= REQUIRED WORK =
Rewrite the lines from the one containing "Note: for every instance of the yellow coreopsis" through the end of the records as a Markdown table with the columns Row and Line, numbering each row and leaving out blank lines.

= EXCERPTED DATA =

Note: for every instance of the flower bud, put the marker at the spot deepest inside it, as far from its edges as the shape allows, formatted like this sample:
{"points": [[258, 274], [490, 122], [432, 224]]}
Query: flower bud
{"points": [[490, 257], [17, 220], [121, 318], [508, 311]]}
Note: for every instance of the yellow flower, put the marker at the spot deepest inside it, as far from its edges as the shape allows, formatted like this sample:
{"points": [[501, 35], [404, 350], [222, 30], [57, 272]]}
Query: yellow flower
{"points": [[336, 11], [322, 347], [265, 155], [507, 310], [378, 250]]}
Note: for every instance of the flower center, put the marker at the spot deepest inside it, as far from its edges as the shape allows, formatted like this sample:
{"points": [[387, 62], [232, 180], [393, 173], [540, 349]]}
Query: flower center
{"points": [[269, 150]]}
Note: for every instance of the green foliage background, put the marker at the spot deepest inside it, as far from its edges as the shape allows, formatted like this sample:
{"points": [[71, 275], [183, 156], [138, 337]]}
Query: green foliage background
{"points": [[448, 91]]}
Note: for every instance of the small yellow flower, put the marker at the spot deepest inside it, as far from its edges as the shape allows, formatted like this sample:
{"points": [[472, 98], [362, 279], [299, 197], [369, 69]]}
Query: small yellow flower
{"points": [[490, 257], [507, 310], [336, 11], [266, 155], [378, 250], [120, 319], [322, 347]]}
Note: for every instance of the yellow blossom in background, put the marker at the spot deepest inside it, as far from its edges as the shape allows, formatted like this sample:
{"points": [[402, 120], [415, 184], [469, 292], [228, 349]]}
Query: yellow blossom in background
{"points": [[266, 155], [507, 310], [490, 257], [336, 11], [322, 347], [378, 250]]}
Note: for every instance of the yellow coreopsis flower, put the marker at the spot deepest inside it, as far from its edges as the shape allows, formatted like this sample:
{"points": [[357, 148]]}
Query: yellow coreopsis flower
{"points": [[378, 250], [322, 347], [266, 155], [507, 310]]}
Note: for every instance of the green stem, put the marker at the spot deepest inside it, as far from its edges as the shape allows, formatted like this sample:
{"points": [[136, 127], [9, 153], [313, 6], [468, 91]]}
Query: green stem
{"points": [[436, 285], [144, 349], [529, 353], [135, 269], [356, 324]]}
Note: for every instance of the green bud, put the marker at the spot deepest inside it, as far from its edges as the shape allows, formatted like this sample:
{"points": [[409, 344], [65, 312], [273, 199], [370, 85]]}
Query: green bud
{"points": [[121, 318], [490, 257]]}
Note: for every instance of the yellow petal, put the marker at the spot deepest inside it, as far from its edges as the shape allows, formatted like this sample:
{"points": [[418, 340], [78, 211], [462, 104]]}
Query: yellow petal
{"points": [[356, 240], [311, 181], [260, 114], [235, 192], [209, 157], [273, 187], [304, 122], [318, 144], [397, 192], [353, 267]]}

= TASK OUTPUT =
| Row | Line |
|---|---|
| 1 | Note: for every instance of the yellow coreopsis flower, put the marker at the spot deepest inside it, as far from its edges as the shape allows, formatted like this sample: |
| 2 | {"points": [[357, 148]]} |
| 3 | Query: yellow coreopsis flower |
| 4 | {"points": [[378, 250], [322, 347], [266, 155], [507, 310]]} |
| 5 | Note: for every instance of the green stem, put the marker at the spot deepest inside it, as far from its edges as the shape allows, formatted like this sample: |
| 6 | {"points": [[136, 127], [9, 153], [313, 6], [468, 91]]} |
| 7 | Query: green stem |
| 8 | {"points": [[436, 285], [144, 349], [529, 353], [135, 269], [356, 324]]} |
| 9 | Note: for every instance of the green bud, put the marker at the spot deepest inside it, as far from its edges as the shape allows, formatted like this sample: |
| 10 | {"points": [[409, 344], [65, 312], [273, 199], [370, 85]]} |
| 11 | Query: green bud |
| 12 | {"points": [[121, 318], [490, 257]]} |
| 13 | Note: for every instance of the yellow petal, put the marker at the spot deepest inside it, as far from its edges as the shape allows, formatted like this sample: |
| 14 | {"points": [[418, 340], [78, 211], [462, 104]]} |
| 15 | Query: yellow petal |
| 16 | {"points": [[356, 240], [311, 181], [260, 114], [235, 192], [209, 157], [273, 187], [304, 122], [318, 144], [397, 192], [353, 267]]} |